However, because of streamlined procedures and new efficiencies this session, he felt that the occasional CRC breakfasts for legislators, held in the Chinook Room in the Capitol basement, need to be revisited.

“(Legislative) committees that used to meet later were meeting earlier in the mornings, so our attendance at the breakfast sessions was not as good as before,” said Tauman. He thought they may focus on lunch meetings and more one-on-one meetings in the future.

CRC staff director Robert Horenstein singled out HB 3057 as a notable success for the lobbying efforts of the federation and all who supported the measure.

Otherwise, Horenstein was reluctant to characterize the legislative session one way or the other, underscoring that “many of the federation’s legislative goals over the years have been longer-term…(they) may take more than one or two sessions to achieve.”

Still, both Horenstein and Tresidder found several sources of satisfaction in the recent session, as well as some disappointment.

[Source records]
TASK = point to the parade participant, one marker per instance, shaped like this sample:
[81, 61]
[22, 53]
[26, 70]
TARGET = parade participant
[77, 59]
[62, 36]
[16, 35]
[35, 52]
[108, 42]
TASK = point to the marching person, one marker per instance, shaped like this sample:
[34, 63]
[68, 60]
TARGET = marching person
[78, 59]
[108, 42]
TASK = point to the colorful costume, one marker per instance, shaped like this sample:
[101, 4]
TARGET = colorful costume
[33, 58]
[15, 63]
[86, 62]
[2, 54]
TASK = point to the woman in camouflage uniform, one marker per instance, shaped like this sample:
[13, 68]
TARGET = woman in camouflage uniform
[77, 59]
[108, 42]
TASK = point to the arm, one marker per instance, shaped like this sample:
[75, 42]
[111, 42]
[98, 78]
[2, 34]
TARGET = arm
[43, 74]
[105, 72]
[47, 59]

--

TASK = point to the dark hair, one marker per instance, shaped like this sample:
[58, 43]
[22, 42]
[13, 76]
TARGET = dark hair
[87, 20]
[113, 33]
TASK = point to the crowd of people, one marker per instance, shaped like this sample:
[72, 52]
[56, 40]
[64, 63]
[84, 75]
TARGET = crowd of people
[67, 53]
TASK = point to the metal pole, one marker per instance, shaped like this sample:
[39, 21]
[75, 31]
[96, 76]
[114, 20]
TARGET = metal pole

==

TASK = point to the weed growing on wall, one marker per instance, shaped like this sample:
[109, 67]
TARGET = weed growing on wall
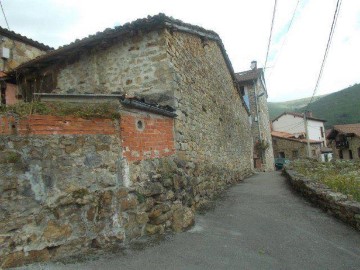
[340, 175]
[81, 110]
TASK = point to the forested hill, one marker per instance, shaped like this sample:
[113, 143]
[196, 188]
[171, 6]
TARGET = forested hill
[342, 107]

→ Questions on the material
[A] Answer these questions from the passage on the legislative session:
(i) Where are the CRC breakfasts for legislators held?
(ii) Which bill did Horenstein single out as a notable success?
(iii) Why was attendance at the breakfast sessions lower than before?
[B] Reproduce the passage on the legislative session word for word, from "However, because of" to "in the future.".
[C] Write the next part of the passage on the CRC and the legislative session, picking up after its last sentence.

→ Answers for the tasks
[A]
(i) In the Chinook Room in the Capitol basement.
(ii) HB 3057.
(iii) Legislative committees that used to meet later were meeting earlier in the mornings.

[B]
However, because of streamlined procedures and new efficiencies this session, he felt that the occasional CRC breakfasts for legislators, held in the Chinook Room in the Capitol basement, need to be revisited.

“(Legislative) committees that used to meet later were meeting earlier in the mornings, so our attendance at the breakfast sessions was not as good as before,” said Tauman. He thought they may focus on lunch meetings and more one-on-one meetings in the future.

[C]
The failure of the Legislature to provide $50,000 that the federation had requested to upgrade security and disaster preparation at the Mittleman Jewish Community Center had seemed a sure thing until the very last days of the session when the funding was withdrawn.

The money would have helped provide for changes to the MJCC parking lot, including re-routing traffic, establishing a gated entry and a guard presence and would complete the security necessary to keep unwanted cars or trucks out of the parking lot at an appropriate stand-off distance from the building.

“Rep. (Mary) Nolan (D-Portland) was very up front and shared her priorities directly, and this funding did not make the cut,” Tresidder wrote in his report. “She and (Joint Ways and Means Committee) Co-Chair Sen. Kurt Schrader (D-Canby) were solely responsible for the dashing of hundreds of aspirations similar to ours, citing that there simply was not adequate money to do ‘smaller’ projects.”

Both Tauman and Tresidder said the federation would employ new strategies to make their case for the security funds during the upcoming special session in February, while also possibly seeking a larger sum.

The security funds were not the sole disappointment.

Horenstein said, “The biggest disappointment, which to us was a surprise, was the failure of the Healthy Kids Initiative, which would have provided healthcare to Oregon’s 117,000 uninsured children.”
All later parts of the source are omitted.